→ Work to complete
Reproduce the entries below, swapping "white" for "blue" wherever it occurs and keeping all else identical.

==== Input records ====

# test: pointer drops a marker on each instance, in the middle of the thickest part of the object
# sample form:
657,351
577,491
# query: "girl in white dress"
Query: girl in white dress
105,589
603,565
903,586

====

→ Solved exercise
# test: pointer drops a marker on each instance, in the middle of the thickest part of the object
# sample form:
657,351
577,491
# query: "girl in blue dress"
Query: girl in blue dress
105,589
603,565
903,586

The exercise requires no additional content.